Problem statement: Rescale the part that opens with the line containing "Target: <item>bird's beak</item>" and closes with the line containing "111 53 L 109", writing out every line of it again, requests included, and nothing beyond it. In the answers only, multiply each viewBox value and path coordinate by 2.4 and round to the nearest whole number, with halves rounded up.

Data in this exercise:
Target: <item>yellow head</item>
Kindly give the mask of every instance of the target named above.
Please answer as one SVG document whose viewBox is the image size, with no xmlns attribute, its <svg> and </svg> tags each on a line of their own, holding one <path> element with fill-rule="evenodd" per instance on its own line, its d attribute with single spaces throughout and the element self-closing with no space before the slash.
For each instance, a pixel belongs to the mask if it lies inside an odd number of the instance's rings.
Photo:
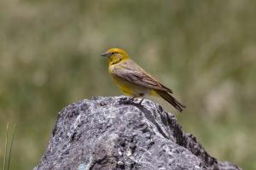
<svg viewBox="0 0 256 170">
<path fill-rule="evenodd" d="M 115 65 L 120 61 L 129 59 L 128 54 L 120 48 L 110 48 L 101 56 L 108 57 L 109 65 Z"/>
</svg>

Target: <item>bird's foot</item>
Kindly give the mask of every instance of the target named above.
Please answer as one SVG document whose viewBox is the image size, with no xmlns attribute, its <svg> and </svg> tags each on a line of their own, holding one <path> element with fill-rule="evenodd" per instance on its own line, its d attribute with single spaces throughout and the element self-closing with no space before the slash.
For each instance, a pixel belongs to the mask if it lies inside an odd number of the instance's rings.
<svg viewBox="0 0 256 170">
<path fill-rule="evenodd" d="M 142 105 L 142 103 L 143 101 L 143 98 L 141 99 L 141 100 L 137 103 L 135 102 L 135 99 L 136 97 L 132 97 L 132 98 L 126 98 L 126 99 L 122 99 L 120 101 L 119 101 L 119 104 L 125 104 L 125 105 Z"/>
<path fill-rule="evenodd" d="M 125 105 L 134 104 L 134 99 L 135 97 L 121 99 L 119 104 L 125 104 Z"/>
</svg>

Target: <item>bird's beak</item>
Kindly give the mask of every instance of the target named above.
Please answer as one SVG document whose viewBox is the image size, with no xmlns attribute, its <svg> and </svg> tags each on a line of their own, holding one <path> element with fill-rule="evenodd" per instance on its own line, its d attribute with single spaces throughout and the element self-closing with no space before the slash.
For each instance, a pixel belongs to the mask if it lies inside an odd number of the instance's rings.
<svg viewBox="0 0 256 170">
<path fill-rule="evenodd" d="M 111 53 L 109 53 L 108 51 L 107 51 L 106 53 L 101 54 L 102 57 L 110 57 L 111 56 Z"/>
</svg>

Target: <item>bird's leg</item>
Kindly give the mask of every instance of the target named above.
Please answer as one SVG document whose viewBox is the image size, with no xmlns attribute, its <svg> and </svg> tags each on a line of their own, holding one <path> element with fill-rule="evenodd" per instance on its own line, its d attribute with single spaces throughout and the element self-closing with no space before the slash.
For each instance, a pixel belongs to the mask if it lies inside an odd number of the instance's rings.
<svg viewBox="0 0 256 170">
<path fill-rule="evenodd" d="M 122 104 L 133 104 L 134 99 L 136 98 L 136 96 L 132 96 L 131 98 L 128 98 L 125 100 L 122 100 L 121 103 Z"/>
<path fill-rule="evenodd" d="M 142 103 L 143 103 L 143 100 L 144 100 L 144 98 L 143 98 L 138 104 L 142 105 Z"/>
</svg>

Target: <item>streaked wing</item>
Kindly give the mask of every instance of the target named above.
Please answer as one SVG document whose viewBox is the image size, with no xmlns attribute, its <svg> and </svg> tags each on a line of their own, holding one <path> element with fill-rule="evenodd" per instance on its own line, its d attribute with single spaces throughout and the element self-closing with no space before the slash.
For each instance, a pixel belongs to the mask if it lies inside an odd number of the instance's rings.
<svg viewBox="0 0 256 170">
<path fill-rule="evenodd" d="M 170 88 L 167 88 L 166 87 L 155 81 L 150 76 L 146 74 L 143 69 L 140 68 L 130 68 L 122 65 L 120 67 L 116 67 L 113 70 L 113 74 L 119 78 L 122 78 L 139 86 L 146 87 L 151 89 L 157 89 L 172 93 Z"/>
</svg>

Expected answer:
Target: <item>bird's beak</item>
Kindly give the mask of every instance of the target named above.
Please answer as one SVG document whose viewBox is the image size, with no xmlns attribute, its <svg> and </svg> tags each on a line of their own, holding one <path> element with fill-rule="evenodd" per instance on its own line, its d attribute with single spaces throughout and the element self-closing with no space before the slash.
For each instance, a pixel belongs to the mask if it lies inside an odd number of the instance's rings.
<svg viewBox="0 0 614 408">
<path fill-rule="evenodd" d="M 266 127 L 262 127 L 259 122 L 257 122 L 254 127 L 242 130 L 245 137 L 264 137 L 266 134 Z"/>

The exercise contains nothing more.